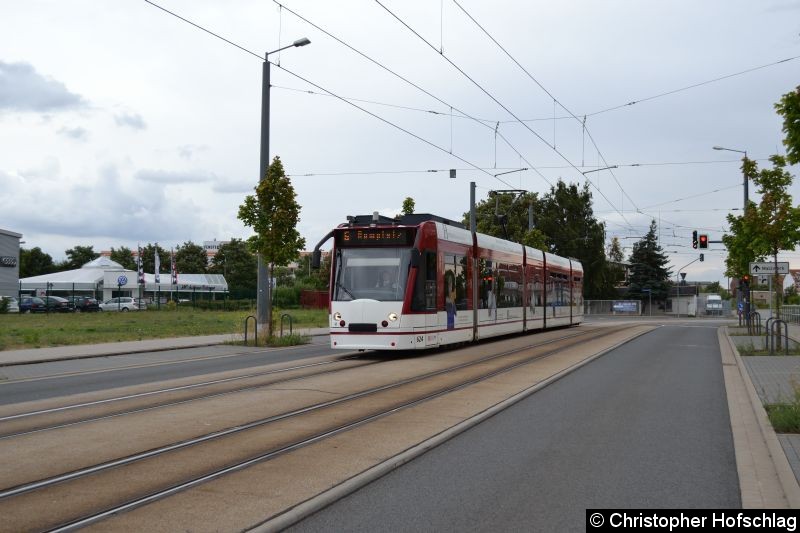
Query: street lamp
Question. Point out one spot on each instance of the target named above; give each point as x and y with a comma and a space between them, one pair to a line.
264, 287
746, 201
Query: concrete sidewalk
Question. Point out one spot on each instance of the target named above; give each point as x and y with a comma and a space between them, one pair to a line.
83, 351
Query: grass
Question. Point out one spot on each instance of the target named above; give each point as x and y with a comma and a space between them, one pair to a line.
785, 416
63, 329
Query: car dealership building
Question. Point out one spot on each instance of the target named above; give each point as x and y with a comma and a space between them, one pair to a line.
9, 262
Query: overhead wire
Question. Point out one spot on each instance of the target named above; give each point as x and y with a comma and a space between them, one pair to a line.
555, 100
386, 121
406, 80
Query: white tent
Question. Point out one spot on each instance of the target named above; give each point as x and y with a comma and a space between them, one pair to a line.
102, 276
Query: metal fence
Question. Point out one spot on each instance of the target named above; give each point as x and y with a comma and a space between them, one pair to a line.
791, 313
612, 307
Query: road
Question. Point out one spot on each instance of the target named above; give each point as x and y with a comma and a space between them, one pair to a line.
645, 426
55, 379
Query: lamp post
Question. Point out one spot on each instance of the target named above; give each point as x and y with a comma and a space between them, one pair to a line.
263, 297
746, 298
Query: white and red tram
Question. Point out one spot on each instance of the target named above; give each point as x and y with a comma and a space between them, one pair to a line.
423, 282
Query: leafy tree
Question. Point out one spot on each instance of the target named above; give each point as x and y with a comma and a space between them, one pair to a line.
191, 258
273, 212
149, 258
565, 225
615, 258
789, 108
79, 256
408, 206
124, 256
775, 222
34, 262
236, 262
649, 268
566, 217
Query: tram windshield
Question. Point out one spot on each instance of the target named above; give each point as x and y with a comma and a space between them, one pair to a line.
370, 273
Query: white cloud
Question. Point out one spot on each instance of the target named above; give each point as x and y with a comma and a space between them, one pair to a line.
130, 120
77, 133
24, 89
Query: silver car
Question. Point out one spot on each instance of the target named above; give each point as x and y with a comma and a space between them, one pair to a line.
13, 304
122, 303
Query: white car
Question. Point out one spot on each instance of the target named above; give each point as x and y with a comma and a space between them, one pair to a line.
13, 304
123, 303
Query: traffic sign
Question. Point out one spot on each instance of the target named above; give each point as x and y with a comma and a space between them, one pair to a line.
769, 268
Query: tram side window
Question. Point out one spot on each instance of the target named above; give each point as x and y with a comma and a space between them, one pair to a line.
455, 281
425, 288
486, 293
509, 285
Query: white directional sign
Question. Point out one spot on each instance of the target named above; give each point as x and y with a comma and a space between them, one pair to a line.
769, 268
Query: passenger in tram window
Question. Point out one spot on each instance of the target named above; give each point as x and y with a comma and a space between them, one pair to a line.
385, 281
491, 301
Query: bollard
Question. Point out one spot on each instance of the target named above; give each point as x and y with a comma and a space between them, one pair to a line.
286, 315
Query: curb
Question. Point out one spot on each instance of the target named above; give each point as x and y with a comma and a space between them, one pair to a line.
786, 477
347, 487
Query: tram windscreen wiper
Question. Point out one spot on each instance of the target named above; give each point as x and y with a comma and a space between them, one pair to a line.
345, 289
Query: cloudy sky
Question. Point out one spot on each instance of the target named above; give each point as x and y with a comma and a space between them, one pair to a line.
120, 123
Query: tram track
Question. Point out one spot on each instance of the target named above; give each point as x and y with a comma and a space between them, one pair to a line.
139, 479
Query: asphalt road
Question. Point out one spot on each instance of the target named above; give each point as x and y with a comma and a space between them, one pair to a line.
645, 426
101, 373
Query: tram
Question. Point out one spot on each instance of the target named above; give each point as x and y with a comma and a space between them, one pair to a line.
422, 281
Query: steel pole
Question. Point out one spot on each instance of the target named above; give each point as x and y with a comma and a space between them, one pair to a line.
263, 299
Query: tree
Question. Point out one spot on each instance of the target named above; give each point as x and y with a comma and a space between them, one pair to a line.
775, 222
273, 212
34, 262
124, 256
191, 258
566, 217
615, 258
789, 108
79, 256
565, 225
237, 263
649, 273
408, 206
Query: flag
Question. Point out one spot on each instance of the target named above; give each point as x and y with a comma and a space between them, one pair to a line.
173, 268
140, 266
157, 265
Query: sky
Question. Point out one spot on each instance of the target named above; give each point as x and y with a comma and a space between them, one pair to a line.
122, 124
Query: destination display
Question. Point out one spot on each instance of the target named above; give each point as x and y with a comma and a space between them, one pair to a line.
375, 237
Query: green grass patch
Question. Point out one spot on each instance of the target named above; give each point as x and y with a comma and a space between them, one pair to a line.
63, 329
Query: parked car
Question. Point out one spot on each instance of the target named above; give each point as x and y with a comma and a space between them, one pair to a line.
84, 304
123, 303
32, 304
58, 304
12, 304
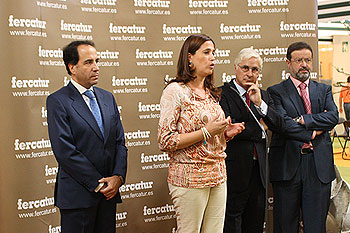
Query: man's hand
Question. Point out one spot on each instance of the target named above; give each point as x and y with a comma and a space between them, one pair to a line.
254, 93
111, 187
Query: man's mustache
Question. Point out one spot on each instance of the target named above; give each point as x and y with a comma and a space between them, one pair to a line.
304, 69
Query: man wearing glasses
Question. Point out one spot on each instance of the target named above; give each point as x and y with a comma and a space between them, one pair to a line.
301, 157
246, 152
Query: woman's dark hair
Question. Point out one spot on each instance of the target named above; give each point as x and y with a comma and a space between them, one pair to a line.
184, 73
71, 54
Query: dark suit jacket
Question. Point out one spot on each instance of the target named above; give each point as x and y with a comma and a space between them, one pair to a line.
240, 150
84, 156
285, 147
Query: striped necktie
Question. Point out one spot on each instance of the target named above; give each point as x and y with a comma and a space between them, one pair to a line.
95, 109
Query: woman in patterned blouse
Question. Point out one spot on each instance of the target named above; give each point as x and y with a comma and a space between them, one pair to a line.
193, 130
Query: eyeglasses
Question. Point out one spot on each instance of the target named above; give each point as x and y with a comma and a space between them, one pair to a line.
254, 69
301, 60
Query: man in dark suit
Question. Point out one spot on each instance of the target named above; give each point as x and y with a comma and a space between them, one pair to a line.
301, 158
246, 152
87, 139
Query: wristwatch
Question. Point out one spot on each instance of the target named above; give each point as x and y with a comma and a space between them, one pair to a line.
298, 119
99, 187
121, 179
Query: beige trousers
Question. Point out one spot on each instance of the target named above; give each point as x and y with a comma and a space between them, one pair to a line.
199, 210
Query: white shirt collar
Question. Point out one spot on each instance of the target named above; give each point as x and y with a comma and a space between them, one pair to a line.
80, 88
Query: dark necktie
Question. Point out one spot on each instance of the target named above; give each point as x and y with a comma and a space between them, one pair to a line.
247, 100
95, 109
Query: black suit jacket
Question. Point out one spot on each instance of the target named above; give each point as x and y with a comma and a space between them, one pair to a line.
285, 147
84, 156
240, 150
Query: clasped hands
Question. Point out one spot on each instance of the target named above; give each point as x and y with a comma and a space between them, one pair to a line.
216, 126
111, 186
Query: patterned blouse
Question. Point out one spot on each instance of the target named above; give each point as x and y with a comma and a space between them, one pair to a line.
183, 111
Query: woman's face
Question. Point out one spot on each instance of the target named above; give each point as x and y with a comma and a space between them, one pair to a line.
203, 60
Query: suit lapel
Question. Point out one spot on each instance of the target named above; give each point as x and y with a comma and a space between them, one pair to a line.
313, 94
105, 110
294, 96
79, 105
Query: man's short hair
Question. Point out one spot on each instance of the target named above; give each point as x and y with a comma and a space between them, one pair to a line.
297, 46
247, 53
71, 54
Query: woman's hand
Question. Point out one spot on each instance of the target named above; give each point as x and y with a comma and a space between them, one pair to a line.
216, 126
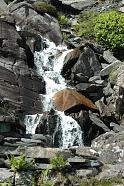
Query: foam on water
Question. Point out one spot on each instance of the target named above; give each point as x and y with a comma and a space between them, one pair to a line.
49, 63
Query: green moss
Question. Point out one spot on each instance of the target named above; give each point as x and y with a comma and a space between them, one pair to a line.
109, 29
58, 162
104, 182
42, 7
85, 27
8, 1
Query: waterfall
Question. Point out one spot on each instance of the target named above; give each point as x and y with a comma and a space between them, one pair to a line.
49, 63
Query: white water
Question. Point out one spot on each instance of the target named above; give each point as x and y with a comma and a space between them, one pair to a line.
49, 63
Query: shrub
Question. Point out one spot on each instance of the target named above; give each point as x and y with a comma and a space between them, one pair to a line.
8, 1
85, 27
109, 29
42, 7
19, 163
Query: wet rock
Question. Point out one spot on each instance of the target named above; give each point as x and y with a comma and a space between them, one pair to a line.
3, 5
117, 127
110, 147
95, 119
20, 86
86, 152
112, 171
6, 175
67, 98
87, 63
103, 109
84, 173
40, 152
39, 137
11, 139
43, 166
70, 60
1, 139
107, 70
108, 56
76, 6
79, 162
32, 141
80, 78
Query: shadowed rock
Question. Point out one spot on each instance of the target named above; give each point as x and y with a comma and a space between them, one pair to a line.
68, 98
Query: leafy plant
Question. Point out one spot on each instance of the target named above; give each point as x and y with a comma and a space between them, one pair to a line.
109, 29
8, 1
19, 163
44, 179
58, 162
42, 7
6, 184
104, 182
85, 26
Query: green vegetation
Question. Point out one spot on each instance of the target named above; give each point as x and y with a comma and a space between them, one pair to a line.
85, 25
63, 20
8, 1
106, 182
113, 75
58, 162
6, 184
19, 163
109, 29
42, 7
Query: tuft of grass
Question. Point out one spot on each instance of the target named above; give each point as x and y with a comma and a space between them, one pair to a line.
104, 182
19, 163
58, 162
85, 26
42, 7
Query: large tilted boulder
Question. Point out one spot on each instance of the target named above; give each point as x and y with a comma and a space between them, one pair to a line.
68, 98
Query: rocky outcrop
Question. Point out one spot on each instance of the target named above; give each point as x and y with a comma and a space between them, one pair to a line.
73, 6
68, 98
19, 85
32, 23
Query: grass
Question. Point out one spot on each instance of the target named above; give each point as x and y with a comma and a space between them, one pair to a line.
19, 163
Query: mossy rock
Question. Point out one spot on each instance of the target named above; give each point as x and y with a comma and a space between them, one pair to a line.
109, 29
42, 8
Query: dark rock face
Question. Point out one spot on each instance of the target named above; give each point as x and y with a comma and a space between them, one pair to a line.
73, 6
33, 23
19, 85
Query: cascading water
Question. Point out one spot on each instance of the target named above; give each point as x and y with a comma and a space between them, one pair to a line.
49, 63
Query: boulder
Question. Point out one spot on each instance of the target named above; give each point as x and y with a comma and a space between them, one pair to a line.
110, 147
87, 63
68, 98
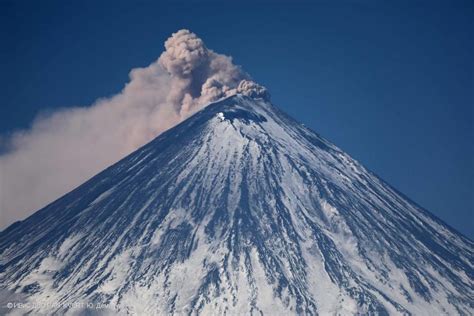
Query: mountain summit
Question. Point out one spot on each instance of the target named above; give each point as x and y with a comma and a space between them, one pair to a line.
238, 210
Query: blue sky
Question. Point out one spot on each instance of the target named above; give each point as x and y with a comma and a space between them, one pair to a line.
392, 85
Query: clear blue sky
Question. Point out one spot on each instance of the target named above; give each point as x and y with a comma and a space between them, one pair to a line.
390, 84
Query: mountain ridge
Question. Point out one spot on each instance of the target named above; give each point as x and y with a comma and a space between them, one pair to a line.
240, 209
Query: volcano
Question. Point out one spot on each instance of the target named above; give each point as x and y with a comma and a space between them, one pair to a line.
237, 210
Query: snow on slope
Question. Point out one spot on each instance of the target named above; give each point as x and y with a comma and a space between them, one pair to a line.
239, 210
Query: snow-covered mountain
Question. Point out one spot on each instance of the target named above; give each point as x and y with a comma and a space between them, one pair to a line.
237, 210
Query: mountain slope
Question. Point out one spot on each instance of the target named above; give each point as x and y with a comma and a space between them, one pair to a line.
239, 209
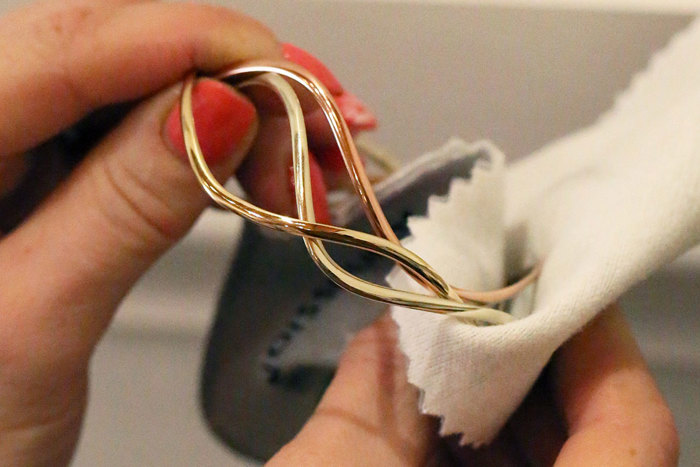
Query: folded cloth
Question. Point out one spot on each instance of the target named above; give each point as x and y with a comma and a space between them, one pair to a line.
602, 208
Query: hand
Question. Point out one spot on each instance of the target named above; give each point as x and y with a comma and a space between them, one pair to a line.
597, 404
107, 71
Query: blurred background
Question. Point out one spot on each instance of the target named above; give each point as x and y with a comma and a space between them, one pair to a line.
517, 72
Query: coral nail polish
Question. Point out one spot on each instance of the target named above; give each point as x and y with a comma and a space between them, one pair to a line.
222, 119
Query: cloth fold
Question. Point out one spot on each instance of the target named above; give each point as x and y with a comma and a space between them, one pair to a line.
602, 208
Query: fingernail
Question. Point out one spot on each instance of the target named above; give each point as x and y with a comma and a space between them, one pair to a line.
318, 190
355, 112
312, 64
222, 119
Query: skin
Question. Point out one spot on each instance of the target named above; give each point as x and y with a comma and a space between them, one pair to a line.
68, 258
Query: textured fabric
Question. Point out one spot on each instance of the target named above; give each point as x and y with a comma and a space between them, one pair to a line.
603, 208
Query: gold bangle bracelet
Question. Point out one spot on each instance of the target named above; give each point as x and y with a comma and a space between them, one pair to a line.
272, 75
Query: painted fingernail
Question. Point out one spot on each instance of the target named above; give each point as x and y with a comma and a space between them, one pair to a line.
355, 112
319, 70
222, 119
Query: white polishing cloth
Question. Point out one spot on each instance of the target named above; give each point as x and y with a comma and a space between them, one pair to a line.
603, 208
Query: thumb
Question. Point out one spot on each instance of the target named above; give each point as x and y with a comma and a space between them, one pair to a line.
369, 414
67, 267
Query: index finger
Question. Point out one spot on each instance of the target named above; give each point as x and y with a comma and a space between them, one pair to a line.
614, 411
62, 60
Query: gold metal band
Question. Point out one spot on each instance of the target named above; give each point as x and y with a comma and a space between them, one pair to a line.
271, 75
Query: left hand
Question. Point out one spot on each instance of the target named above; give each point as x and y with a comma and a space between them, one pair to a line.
598, 405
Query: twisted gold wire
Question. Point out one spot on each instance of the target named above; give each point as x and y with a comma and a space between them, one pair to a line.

## WRITTEN INSTRUCTION
Repeat word for word the lines running from the line containing "Query: textured fabric" to the end of the entries above, inclusive.

## SOLUTION TO THIS PROBLEM
Query: textured fabric
Question. Point out one spot on each instance of the target named above; give each point as x and y with a comma and a space between them, one pair to a line.
603, 208
Query: gold bangle bracelet
Question. Point out one spot on each instance of the target named above; give each point as x and y with a comma and a space between them, one pair to a line.
272, 75
Query: painted fingernail
Question. Point out one spot on each instance of the target named above; give each point as x and y with a comma and a space between them, one pair to a line.
355, 112
319, 70
222, 119
Query: white polishing cloth
Question. Point out one spot on each instance of the target named above; give each point as x and y with a comma and a space between them, one pair to a line.
603, 208
Query: thumb
Question. Point out one spot on each instance of the target named above; give each point as x and y with a comma and a space between them, one pair to a line.
369, 414
67, 267
Query: index finger
Question. Point out one spot on each instance of the target named above; give each point as x and y with a comma and a space between them, one pair to a line.
614, 411
62, 60
Query: gold metal band
Question. Point out one spot on each instance of the target named above; give each point as x and y with a comma and a space between them, one pair to a line.
271, 75
Query: left hand
Question. Point out one spot on each instance of the target named above; give each point as x and y with a comma and a space between them, one pair to a line.
598, 405
Query: twisted gold wire
Question. Point out one spot on each instance of the target named above; give each point as x and y with a comma and a space between them, one pair to a line.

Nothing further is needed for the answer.